**JOB:** Edit the records so that "even-odd" reads "nonzero" everywhere, leaving everything else unchanged. Leave the pictures out of the answer.

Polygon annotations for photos

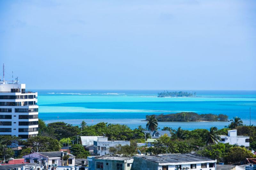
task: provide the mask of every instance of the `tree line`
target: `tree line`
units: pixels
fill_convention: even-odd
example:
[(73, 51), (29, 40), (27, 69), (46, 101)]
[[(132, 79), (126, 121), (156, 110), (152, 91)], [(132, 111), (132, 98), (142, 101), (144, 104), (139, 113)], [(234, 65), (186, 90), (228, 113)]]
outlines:
[(195, 122), (197, 121), (228, 121), (228, 117), (226, 115), (220, 114), (199, 114), (194, 112), (181, 112), (177, 113), (158, 115), (147, 115), (146, 118), (150, 116), (156, 117), (158, 122)]

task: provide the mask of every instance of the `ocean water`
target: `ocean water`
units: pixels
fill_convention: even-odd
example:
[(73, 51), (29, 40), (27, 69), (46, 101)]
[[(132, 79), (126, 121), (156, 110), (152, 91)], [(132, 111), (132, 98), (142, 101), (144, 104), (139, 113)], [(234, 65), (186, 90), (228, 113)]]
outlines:
[[(74, 125), (100, 122), (126, 124), (132, 129), (145, 127), (146, 116), (194, 112), (238, 116), (244, 124), (256, 125), (256, 91), (175, 90), (196, 92), (193, 97), (157, 97), (162, 90), (32, 90), (38, 93), (39, 117), (46, 123), (63, 121)], [(173, 90), (169, 90), (173, 91)], [(185, 129), (218, 128), (228, 122), (158, 123), (164, 126)]]

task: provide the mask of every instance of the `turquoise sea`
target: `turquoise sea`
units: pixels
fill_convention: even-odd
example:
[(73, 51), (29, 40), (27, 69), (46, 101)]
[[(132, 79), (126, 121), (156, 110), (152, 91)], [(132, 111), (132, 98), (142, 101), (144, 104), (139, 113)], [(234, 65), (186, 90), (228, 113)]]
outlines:
[[(196, 92), (193, 97), (159, 98), (162, 90), (32, 90), (38, 92), (39, 117), (46, 123), (63, 121), (79, 125), (100, 122), (145, 127), (146, 115), (182, 111), (238, 116), (244, 124), (256, 125), (256, 91), (183, 91)], [(228, 122), (159, 122), (159, 127), (192, 130), (222, 128)]]

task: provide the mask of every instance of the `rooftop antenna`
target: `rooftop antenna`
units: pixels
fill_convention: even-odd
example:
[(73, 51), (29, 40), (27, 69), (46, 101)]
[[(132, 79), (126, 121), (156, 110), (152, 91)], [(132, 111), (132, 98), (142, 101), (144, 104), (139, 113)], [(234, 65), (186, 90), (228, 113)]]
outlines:
[(250, 108), (250, 126), (251, 126), (251, 108)]
[(3, 81), (4, 81), (4, 63), (3, 64)]

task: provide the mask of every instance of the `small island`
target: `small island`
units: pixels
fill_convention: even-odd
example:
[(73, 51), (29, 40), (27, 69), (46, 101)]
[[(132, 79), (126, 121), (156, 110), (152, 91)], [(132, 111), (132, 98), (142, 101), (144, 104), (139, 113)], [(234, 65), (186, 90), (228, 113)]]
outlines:
[[(146, 118), (152, 115), (147, 115)], [(228, 121), (228, 117), (220, 114), (199, 114), (194, 112), (181, 112), (177, 113), (156, 115), (153, 115), (158, 122), (211, 122)]]
[(193, 97), (196, 96), (196, 92), (193, 94), (192, 92), (188, 93), (185, 91), (180, 91), (179, 92), (169, 92), (168, 91), (164, 90), (164, 92), (158, 93), (157, 95), (158, 97)]

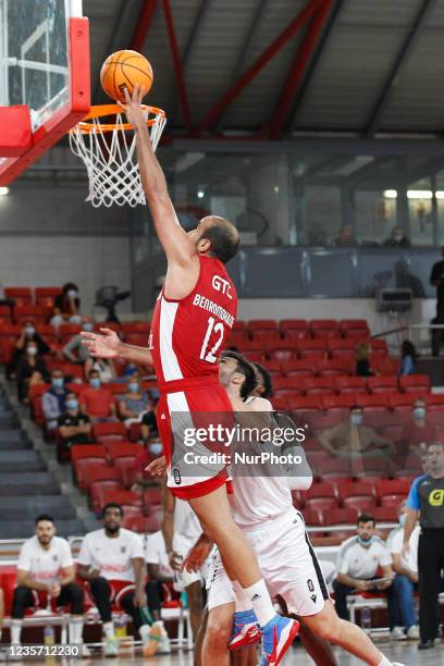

**ANSWER FOR THIS EXERCISE:**
task: provide the mask of every instance of the `tree line`
target: `tree line`
units: pixels
fill_convention: nonzero
example:
[(73, 51), (29, 40), (27, 69), (46, 101)]
[[(132, 79), (126, 121), (156, 110), (152, 91)], [(132, 111), (132, 98), (142, 101), (144, 104), (139, 113)], [(234, 65), (186, 90), (228, 113)]]
outlines:
[(195, 122), (197, 121), (228, 121), (228, 117), (226, 115), (220, 114), (199, 114), (194, 112), (181, 112), (177, 113), (158, 115), (147, 115), (146, 118), (150, 116), (156, 117), (158, 122)]

task: provide the mask of every instance of the `ocean water`
target: `ocean water`
units: pixels
fill_convention: nonzero
example:
[(73, 51), (29, 40), (27, 69), (46, 101)]
[[(132, 79), (126, 121), (156, 110), (152, 91)], [(132, 111), (132, 98), (142, 101), (144, 104), (139, 113)], [(234, 65), (186, 90), (228, 113)]]
outlines:
[[(74, 125), (100, 122), (126, 124), (132, 129), (145, 127), (146, 116), (194, 112), (238, 116), (244, 124), (256, 125), (256, 91), (175, 90), (196, 92), (193, 97), (157, 97), (162, 90), (32, 90), (38, 93), (39, 117), (46, 123), (63, 121)], [(173, 90), (169, 90), (173, 91)], [(185, 129), (218, 128), (228, 122), (158, 123), (164, 126)]]

task: provide the mask of every instance of the `turquoise sea`
target: `turquoise sea`
units: pixels
fill_convention: nonzero
example:
[(73, 51), (29, 40), (27, 69), (46, 101)]
[[(132, 79), (126, 121), (156, 110), (152, 91)], [(132, 111), (132, 98), (142, 101), (144, 104), (139, 113)], [(234, 65), (186, 90), (228, 113)]]
outlines:
[[(196, 92), (193, 97), (159, 98), (162, 90), (32, 90), (38, 92), (39, 117), (46, 123), (63, 121), (79, 125), (100, 122), (145, 127), (146, 115), (182, 111), (238, 116), (244, 124), (256, 125), (256, 91), (183, 91)], [(228, 122), (159, 122), (159, 127), (192, 130), (222, 128)]]

task: provide the mask of every instance of the `rooftop antenna`
target: `rooftop antenna`
units: pixels
fill_convention: nonzero
example:
[(73, 51), (29, 40), (27, 69), (46, 101)]
[[(132, 79), (126, 121), (156, 110), (152, 91)], [(132, 111), (132, 98), (142, 101), (144, 104), (139, 113)], [(234, 65), (186, 90), (228, 113)]]
outlines:
[(250, 108), (250, 126), (251, 126), (251, 108)]
[(3, 81), (4, 81), (4, 63), (3, 64)]

task: provide the mask of every instance of the `small island`
target: `small island`
units: pixels
fill_convention: nonzero
example:
[(73, 51), (29, 40), (27, 69), (46, 101)]
[[(132, 79), (126, 121), (156, 110), (152, 91)], [(132, 111), (132, 98), (142, 101), (144, 104), (139, 113)], [(234, 65), (186, 90), (228, 113)]]
outlines:
[[(146, 118), (152, 115), (147, 115)], [(228, 121), (228, 117), (220, 114), (199, 114), (194, 112), (181, 112), (177, 113), (156, 115), (153, 115), (158, 122), (211, 122)]]
[(193, 97), (196, 96), (196, 92), (193, 94), (192, 92), (188, 93), (185, 91), (180, 91), (179, 92), (169, 92), (168, 91), (164, 90), (164, 92), (158, 93), (157, 95), (158, 97)]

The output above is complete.